● ESTRATTO DEL DOCUMENTO
=======

Avete lanciato “Antropologə per la Palestina”, un appello pubblico alle istituzioni e alle università in cui scrivete: “riteniamo necessario prendere posizione contro un progetto il cui carattere genocidario è ormai evidente, mettendo in campo gli strumenti della scienza antropologica per riconoscere i legami tra sapere e potere, ovunque essi emergano”.

«L’appello nasce da un dossier redatto da un gruppo auto convocato di antropologhe e antropologi delle università italiane dal titolo “Antropologia, dibattito pubblico e diritto internazionale sul ‘possibile’ genocidio in Palestina”, pubblicato il 17 febbraio non solo in risposta all’attenzione internazionale e alla gravità di ciò che stava accadendo nella Striscia di Gaza, ma anche rispetto a una lettura più storica riguardante la decolonizzazione dei saperi e soprattutto la colonizzazione che si cela dietro quello che viene chiamato “il conflitto arabo israeliano”. Si voleva porre l’attenzione sull’interazione tra i saperi dell’università e i processi di disumanizzazione messi in atto. Questo appello nasce, quindi, dalla necessità di ribadire che dietro a quello che sta avvenendo c’è una storia fondata sul concetto di “colonia”: una forma particolare, laboratoriale e paradigmatica di colonizzazione messa in atto già da molti anni».

=======

● COMPITO
Nell'estratto sull'appello "Antropologə per la Palestina", in che giorno è stato pubblicato il dossier da cui nasce l'appello? Il materiale proviene da una fonte diversa dall'estratto.

● ESTRATTO DATI
=======

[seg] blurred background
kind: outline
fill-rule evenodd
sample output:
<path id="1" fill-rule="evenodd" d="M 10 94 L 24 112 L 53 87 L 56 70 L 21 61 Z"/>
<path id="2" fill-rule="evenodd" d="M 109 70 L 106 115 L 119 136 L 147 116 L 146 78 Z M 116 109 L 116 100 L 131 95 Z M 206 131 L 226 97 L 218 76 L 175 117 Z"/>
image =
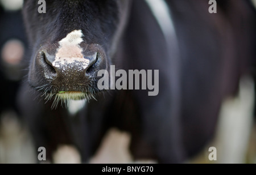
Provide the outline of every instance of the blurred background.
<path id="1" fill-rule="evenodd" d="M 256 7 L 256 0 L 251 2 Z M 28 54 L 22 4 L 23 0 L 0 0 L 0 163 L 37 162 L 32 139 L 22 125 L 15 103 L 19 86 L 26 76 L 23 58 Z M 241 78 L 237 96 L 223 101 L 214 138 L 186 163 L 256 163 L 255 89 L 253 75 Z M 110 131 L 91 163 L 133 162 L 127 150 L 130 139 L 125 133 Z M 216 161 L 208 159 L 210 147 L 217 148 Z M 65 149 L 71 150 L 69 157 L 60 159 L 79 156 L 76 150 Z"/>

=======

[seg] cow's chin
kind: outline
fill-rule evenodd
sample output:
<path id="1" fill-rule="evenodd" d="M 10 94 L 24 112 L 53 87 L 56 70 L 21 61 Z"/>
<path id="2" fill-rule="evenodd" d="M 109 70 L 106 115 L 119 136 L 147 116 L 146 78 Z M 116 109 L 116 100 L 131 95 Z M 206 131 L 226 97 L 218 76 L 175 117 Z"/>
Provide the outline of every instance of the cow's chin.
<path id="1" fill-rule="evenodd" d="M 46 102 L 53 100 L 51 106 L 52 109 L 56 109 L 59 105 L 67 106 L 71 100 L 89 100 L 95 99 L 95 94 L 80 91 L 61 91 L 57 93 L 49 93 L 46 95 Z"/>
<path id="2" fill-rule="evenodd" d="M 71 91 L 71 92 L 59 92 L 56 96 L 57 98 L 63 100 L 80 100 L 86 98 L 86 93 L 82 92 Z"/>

=======

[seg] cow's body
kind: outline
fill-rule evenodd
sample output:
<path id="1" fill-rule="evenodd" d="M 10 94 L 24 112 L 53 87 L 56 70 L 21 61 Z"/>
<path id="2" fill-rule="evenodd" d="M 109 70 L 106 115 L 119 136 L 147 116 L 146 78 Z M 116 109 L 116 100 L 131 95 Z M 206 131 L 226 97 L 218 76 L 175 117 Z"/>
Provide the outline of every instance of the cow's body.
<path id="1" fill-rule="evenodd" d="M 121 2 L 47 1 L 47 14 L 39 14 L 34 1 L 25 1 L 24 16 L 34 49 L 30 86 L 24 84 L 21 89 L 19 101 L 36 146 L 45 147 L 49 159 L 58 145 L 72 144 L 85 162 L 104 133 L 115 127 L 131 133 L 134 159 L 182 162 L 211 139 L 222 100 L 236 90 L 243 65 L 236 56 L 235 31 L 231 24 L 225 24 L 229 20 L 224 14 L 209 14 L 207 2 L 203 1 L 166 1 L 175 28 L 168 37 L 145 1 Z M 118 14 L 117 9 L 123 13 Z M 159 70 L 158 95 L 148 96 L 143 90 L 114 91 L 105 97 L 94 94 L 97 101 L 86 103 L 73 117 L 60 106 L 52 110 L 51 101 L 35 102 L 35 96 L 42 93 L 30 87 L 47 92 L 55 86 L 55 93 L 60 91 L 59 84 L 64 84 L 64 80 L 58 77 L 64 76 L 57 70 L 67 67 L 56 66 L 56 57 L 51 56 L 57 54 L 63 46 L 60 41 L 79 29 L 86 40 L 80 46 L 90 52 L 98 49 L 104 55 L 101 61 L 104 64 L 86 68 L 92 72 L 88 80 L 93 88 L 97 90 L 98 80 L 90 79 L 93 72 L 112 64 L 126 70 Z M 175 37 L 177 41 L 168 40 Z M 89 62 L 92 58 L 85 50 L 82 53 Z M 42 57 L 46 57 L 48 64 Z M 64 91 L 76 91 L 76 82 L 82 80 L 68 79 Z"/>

=======

● RISPOSTA SCRITTA
Il 17 febbraio.